◆ **Given information**
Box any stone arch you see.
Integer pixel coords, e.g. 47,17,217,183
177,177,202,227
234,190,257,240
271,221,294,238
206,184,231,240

◆ **Problem description**
Collect each line in the data above that contains the string "coords", and copy those lines unchanged.

◆ **Exercise answer**
Integer pixel coords, e.g. 47,17,217,183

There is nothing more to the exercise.